[Your instructions]: Rewrite every one of the rows below, swapping "endpoint" for "service" wherever it occurs and leaving everything else as it is.

[Task input]:

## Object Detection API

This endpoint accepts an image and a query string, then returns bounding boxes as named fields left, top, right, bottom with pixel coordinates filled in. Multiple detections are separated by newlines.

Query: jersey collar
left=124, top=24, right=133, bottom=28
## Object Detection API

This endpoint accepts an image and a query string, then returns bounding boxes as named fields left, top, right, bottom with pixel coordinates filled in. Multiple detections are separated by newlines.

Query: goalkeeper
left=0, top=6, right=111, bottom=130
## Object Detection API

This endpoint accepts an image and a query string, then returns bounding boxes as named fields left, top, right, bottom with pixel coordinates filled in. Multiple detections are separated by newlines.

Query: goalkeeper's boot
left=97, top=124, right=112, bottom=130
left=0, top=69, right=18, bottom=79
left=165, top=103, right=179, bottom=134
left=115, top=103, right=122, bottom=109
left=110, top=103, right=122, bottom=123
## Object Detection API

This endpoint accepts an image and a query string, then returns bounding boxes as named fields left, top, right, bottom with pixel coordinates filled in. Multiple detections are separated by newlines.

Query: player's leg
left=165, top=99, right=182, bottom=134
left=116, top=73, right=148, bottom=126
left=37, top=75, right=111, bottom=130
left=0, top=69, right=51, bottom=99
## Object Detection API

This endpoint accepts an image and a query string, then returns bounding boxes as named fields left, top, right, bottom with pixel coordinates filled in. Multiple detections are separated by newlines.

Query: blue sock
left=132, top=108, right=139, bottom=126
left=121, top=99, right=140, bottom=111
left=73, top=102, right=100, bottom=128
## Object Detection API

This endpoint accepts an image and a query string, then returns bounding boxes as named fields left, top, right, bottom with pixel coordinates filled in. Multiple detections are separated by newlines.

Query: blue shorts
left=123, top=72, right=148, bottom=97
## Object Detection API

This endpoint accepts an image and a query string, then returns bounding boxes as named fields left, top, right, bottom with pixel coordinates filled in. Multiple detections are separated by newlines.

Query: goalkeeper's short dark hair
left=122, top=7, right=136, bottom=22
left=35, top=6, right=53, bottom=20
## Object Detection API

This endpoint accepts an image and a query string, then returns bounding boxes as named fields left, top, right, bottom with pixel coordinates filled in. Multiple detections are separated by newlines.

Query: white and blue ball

[Task result]:
## Object Detection API

This service accepts an image and a query string, then returns bounding boxes as named fields left, top, right, bottom with pixel coordinates filled in. Multiple detections are separated by newlines.

Query: jersey collar
left=124, top=24, right=133, bottom=28
## Object Detection API

This service accepts an image and a query string, then returns bounding boxes as named fields left, top, right, bottom with pixel coordinates filled in. Multiple detections are separated by newlines.

Query: goalkeeper
left=0, top=6, right=111, bottom=130
## Object Detection API

This service accepts an image and a query string, then returns bounding boxes as named fields left, top, right, bottom with pixel coordinates filled in. Multiple detections are separated by newlines.

Query: goalkeeper's boot
left=97, top=124, right=112, bottom=130
left=0, top=69, right=18, bottom=79
left=165, top=103, right=179, bottom=134
left=115, top=103, right=122, bottom=109
left=110, top=103, right=122, bottom=123
## Object Detection API

This service accepts an image and a query string, then returns bounding boxes as named fields left, top, right, bottom with pixel coordinates filled in. Multiple detections are separated by newlines.

Query: player's leg
left=165, top=99, right=182, bottom=134
left=116, top=73, right=148, bottom=126
left=37, top=75, right=111, bottom=130
left=0, top=69, right=51, bottom=99
## Object Detection API

This service accepts an image and a query string, then returns bounding boxes as named fields left, top, right, bottom with pixel coordinates filled in. Multiple detections are separated by newlines.

Query: blue sock
left=132, top=108, right=139, bottom=126
left=121, top=99, right=140, bottom=111
left=73, top=102, right=100, bottom=128
## Object Detection API

This service accepts an image and a query string, then returns bounding boxes as named fields left, top, right, bottom with pixel coordinates filled in. Multiple detections are separated by newlines.

Query: blue shorts
left=123, top=72, right=148, bottom=97
## Object Detection API

This service accepts an image and a query string, then returns bounding boxes as named fields left, top, right, bottom with pixel coordinates filled in. Multiple detections are separated by newlines.

Query: goalkeeper's short dark hair
left=122, top=7, right=136, bottom=22
left=35, top=6, right=53, bottom=20
## Object Detection API

This service accepts an image and a query string, then returns bounding boxes as named fields left, top, right, bottom with pixel coordinates filled in. Multiple detections are separated by newlines.

Query: white and blue ball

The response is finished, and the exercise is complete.